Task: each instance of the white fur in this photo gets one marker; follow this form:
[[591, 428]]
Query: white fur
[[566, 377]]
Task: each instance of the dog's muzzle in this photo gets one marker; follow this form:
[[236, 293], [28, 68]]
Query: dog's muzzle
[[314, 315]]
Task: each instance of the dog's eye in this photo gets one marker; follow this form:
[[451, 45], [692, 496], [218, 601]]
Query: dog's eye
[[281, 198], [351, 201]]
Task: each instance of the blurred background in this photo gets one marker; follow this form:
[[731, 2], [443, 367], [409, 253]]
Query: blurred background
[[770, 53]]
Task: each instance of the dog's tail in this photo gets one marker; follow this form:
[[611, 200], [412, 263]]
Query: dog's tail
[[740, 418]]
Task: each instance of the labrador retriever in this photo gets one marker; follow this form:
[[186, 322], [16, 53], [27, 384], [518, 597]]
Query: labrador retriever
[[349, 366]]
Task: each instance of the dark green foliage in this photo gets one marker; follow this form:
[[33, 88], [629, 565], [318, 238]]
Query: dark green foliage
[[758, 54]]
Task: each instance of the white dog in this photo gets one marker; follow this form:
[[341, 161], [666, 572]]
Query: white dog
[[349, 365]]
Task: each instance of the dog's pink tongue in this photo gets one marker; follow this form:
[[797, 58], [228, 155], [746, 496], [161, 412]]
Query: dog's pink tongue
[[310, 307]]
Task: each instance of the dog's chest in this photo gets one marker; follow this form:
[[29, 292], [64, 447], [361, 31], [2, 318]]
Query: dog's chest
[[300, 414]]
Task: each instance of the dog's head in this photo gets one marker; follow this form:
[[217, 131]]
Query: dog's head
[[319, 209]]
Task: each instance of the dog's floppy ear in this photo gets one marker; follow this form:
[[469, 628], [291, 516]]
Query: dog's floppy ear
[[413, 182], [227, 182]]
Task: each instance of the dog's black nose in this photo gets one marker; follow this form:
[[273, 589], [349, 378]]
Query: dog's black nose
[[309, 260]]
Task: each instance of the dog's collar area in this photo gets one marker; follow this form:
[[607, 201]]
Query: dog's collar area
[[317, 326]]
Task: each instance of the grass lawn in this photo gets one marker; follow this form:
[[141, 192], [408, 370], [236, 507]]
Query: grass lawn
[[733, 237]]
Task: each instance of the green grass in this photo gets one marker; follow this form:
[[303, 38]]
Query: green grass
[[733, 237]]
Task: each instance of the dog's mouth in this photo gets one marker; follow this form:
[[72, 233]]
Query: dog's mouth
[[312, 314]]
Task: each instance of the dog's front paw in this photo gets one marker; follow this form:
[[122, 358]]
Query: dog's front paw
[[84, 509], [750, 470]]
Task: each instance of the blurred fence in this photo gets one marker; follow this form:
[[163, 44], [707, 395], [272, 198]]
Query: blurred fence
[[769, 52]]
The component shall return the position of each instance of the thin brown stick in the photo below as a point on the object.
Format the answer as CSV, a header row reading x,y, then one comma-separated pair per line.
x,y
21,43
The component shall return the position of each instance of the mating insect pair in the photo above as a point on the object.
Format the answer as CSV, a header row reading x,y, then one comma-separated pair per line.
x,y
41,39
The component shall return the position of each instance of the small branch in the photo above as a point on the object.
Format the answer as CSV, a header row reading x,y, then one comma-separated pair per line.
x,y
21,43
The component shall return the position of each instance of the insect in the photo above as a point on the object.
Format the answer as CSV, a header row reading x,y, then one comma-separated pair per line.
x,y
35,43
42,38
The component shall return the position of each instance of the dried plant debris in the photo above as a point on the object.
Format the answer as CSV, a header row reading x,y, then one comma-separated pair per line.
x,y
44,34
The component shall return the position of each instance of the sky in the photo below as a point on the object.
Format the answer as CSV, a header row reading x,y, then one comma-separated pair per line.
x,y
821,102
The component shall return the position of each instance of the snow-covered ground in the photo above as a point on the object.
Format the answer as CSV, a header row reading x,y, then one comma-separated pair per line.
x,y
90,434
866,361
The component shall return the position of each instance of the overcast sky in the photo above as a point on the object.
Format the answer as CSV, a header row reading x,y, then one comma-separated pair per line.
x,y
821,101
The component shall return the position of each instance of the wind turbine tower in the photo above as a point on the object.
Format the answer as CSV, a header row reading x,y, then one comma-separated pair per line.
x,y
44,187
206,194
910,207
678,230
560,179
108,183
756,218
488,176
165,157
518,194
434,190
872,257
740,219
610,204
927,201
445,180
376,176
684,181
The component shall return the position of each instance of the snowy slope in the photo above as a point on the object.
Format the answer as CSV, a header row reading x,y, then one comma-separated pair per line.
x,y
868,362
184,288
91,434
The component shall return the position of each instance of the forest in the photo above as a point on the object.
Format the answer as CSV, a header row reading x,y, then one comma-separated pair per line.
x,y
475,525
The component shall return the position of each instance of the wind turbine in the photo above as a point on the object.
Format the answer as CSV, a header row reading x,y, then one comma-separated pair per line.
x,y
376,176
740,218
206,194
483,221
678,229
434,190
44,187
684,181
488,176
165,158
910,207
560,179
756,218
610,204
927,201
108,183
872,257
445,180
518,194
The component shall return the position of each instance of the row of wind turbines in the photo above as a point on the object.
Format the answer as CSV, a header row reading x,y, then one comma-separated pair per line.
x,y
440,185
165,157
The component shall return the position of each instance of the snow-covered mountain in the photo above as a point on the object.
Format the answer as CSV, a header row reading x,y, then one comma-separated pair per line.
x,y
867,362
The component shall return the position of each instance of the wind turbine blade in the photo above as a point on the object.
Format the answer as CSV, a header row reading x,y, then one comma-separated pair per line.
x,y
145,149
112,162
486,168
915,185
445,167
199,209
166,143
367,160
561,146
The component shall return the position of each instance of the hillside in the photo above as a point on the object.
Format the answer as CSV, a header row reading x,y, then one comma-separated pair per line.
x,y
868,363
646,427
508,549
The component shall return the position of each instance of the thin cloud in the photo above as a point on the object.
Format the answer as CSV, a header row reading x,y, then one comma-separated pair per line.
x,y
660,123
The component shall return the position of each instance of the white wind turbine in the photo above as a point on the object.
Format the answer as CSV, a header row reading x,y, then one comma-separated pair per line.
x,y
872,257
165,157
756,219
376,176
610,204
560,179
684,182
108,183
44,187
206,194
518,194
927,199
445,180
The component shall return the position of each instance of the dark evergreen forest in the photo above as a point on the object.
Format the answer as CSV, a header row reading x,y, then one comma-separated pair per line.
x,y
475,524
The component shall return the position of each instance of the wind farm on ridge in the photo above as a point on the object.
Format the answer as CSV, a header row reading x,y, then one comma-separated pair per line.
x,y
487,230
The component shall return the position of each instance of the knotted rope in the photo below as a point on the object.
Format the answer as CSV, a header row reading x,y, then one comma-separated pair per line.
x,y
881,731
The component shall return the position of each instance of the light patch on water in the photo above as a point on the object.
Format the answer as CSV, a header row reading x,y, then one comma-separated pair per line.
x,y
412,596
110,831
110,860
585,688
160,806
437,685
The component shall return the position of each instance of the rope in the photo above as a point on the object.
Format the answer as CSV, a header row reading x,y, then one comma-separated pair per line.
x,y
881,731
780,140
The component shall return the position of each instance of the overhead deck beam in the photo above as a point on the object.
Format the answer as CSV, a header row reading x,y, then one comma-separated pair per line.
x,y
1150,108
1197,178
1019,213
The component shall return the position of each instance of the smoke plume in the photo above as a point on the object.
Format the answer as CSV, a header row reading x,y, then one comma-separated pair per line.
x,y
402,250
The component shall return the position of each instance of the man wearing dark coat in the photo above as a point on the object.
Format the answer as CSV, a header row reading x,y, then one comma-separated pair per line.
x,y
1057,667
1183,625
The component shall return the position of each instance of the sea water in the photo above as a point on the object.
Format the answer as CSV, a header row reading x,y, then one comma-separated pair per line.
══════
Requirements:
Write out the whole listing exactly.

Correct response:
Task: each instance of the white fur in this photo gets one marker; follow this form:
[[591, 428]]
Query: white fur
[[566, 377]]
Task: each instance of the dog's muzzle in this photo gets one marker; follow this form:
[[236, 293], [28, 68]]
Query: dog's muzzle
[[314, 315]]
Task: each instance of the dog's eye in this photo gets one marker; follow this form:
[[451, 45], [692, 496], [218, 601]]
Query: dog's eye
[[281, 198], [351, 201]]
Task: each instance of the blurred background in this photo gets one marker; follow this form:
[[731, 2], [443, 367], [409, 253]]
Query: blurred background
[[770, 53]]
Task: each instance of the dog's tail in this photo gets one marker; follow this form:
[[611, 200], [412, 263]]
Query: dog's tail
[[740, 418]]
Task: each instance of the labrador retriever in this photo gets one marker; follow this form:
[[186, 322], [16, 53], [27, 384], [518, 597]]
Query: labrador retriever
[[349, 366]]
Task: each instance of the dark green foliage in this photo gets one marker; follow this form:
[[33, 88], [629, 565], [318, 238]]
Query: dark green foliage
[[758, 54]]
Task: each instance of the white dog in this photo gets one marker; follow this form:
[[341, 161], [666, 572]]
Query: white dog
[[349, 365]]
Task: each instance of the dog's pink tongue in this photo gets one marker; follow this form:
[[797, 58], [228, 155], [746, 496], [161, 412]]
Query: dog's pink tongue
[[310, 307]]
Task: each instance of the dog's chest in this photo gets one marker; follow this form:
[[29, 292], [64, 447], [361, 31], [2, 318]]
Query: dog's chest
[[300, 414]]
Task: each instance of the dog's head in this photo gets one marker; follow this form:
[[217, 131]]
Query: dog's head
[[319, 209]]
Task: each instance of the dog's floppy ear in this photo gets one marker; follow this form:
[[469, 628], [291, 516]]
Query: dog's floppy ear
[[413, 182], [227, 182]]
Task: each instance of the dog's black nose in this photo gets one marker; follow this form:
[[273, 589], [349, 378]]
Query: dog's black nose
[[309, 260]]
Task: each instance of the dog's collar area in this photo gets one marker; follow this form:
[[607, 201]]
Query: dog's collar area
[[317, 326]]
Task: each instance of the grass lawn in this photo gets one marker; follow this form:
[[141, 192], [408, 370], [236, 507]]
Query: grass lawn
[[733, 237]]
Task: each instance of the green grass in this photo gets one marker; follow this form:
[[303, 38]]
Query: green grass
[[733, 237]]
Task: each instance of the dog's mouth in this photo gets one marker; follow this form:
[[72, 233]]
Query: dog's mouth
[[312, 314]]
Task: each instance of the dog's front paw in this photo gets one marker; follow this form:
[[122, 358]]
Query: dog's front paw
[[84, 509], [750, 470]]
Task: each instance of the blurred fence in this photo gets one marker; follow this form:
[[163, 44], [707, 395], [272, 198]]
Query: blurred fence
[[769, 52]]
The component shall return the position of each instance of the thin brown stick in the photo below as a point on the object.
Format the answer as CSV, a header row reading x,y, then one comma-separated pair per line.
x,y
21,43
The component shall return the position of each instance of the mating insect pair in the photo above as a point on the object.
Format the answer as CSV, a header row reading x,y, then one comma-separated pair per line.
x,y
41,39
The component shall return the position of each instance of the small branch in the photo above as a point on the object.
Format the answer as CSV, a header row reading x,y, then one comma-separated pair per line.
x,y
21,43
The component shall return the position of each instance of the insect in the photo above as a point on the object.
Format the answer as CSV, a header row reading x,y, then one comma-separated pair per line.
x,y
35,43
42,38
The component shall return the position of each instance of the dried plant debris in the photo above as a point on the object.
Format the answer as CSV, a header row reading x,y, then one comma-separated pair per line.
x,y
44,34
The component shall return the position of each instance of the sky in the photo below as a point on the object.
Format the answer as CSV, a header row reading x,y, then one comma-separated pair per line.
x,y
821,102
The component shall return the position of each instance of the snow-covered ground in the photo above as a point on the object.
Format the answer as CSV, a header row reading x,y, then one comma-separated pair per line.
x,y
90,434
866,361
The component shall return the position of each instance of the overcast sky in the photo above as a point on the object.
Format the answer as CSV, a header row reading x,y, then one comma-separated pair per line.
x,y
821,101
The component shall return the position of each instance of the wind turbine tower in the photo above as a point on the object.
Format the answer as CSV, a header row reading x,y, then one comma-separated pair per line.
x,y
44,187
206,194
910,207
678,230
560,179
108,183
756,218
488,176
165,157
518,194
434,190
872,257
740,219
610,204
927,201
445,180
376,176
684,181
The component shall return the position of each instance of the snowy slope in the photo above as a point on the object.
Format the answer as CSV, a header row reading x,y, then one comma-separated pair per line.
x,y
868,362
184,288
91,434
The component shall return the position of each instance of the forest in the photo above as a point on the object.
Format the answer as CSV, a header row reading x,y, then one comma-separated pair per line.
x,y
475,525
The component shall return the position of each instance of the wind turbine in the photo above as a point on the object.
Format the answer as CSV, a header row reading x,y, then one comma-separated pair per line.
x,y
376,176
740,218
206,194
483,221
678,229
434,190
44,187
684,181
488,176
165,158
910,207
560,179
756,218
610,204
927,201
108,183
872,257
445,180
518,194
The component shall return the position of each instance of the row of wind turbines in the photo above as a point on the object.
Format the answer as CSV, a header row reading x,y, then one comma-separated pair per line.
x,y
440,185
165,157
The component shall return the position of each instance of the snow-covered mountain in the photo above as a point on the object.
Format the answer as CSV, a header row reading x,y, then one comma-separated pair per line.
x,y
867,362
The component shall return the position of each instance of the wind turbine blade in the photo above as a point on the object.
Format the answer as CSV, a header row reading x,y, then one comma-separated pair per line.
x,y
145,149
112,162
486,168
915,185
445,167
199,209
166,143
367,160
561,146
The component shall return the position of each instance of the hillside in the photo above as a point on the object.
Format the answer as CSV, a header row reading x,y, then one comma-separated pair per line.
x,y
868,363
646,427
508,549
The component shall return the position of each instance of the thin cloud in the photo above as a point on the object.
Format the answer as CSV, a header row reading x,y, then one comma-separated pair per line.
x,y
660,123
The component shall return the position of each instance of the white wind turbine in the photo above as a point on the object.
Format the answer as CSV, a header row reading x,y, then one comma-separated pair per line.
x,y
872,257
165,157
756,219
376,176
610,204
560,179
684,182
108,183
44,187
206,194
518,194
927,199
445,180
The component shall return the position of each instance of the dark evergreen forest in the photo above as a point on the object.
Format the answer as CSV, a header row reading x,y, then one comma-separated pair per line.
x,y
475,524
The component shall return the position of each instance of the wind farm on ridge in the photo above as a point on the object.
Format the answer as CSV, a header row reading x,y, then one comma-separated pair per line.
x,y
487,230
The component shall return the position of each instance of the knotted rope in the photo below as a point on the object.
Format the answer as CSV, a header row reading x,y, then one comma-separated pair per line.
x,y
881,731
The component shall return the position of each instance of the light patch on water in the photo above as a point on the object.
Format the answer as CSV, a header row reading x,y, then one comma-separated pair per line.
x,y
412,596
110,831
110,860
585,688
160,806
437,685
The component shall return the position of each instance of the rope in the photo above as a point on the object.
Format the answer as CSV, a header row reading x,y, then one comma-separated pair per line.
x,y
881,731
780,140
The component shall return the position of each instance of the overhead deck beam in the photo above as a point on the object.
Format the answer as CSV, a header row reading x,y, then one comma-separated pair per line.
x,y
1150,108
1197,178
1019,213
The component shall return the position of each instance of the smoke plume in the photo above as a point on the object.
Format the answer as CSV, a header row reading x,y, then one comma-separated pair per line.
x,y
402,250
The component shall return the position of each instance of the man wearing dark coat in the photo above as a point on the object.
Format the answer as CSV, a header row reading x,y, then one comma-separated pair per line.
x,y
1057,667
1183,625
The component shall return the position of each instance of the sea water in the photo above as a point on the object.
Format the answer as CSV, a header row reading x,y, then one comma-separated pair per line.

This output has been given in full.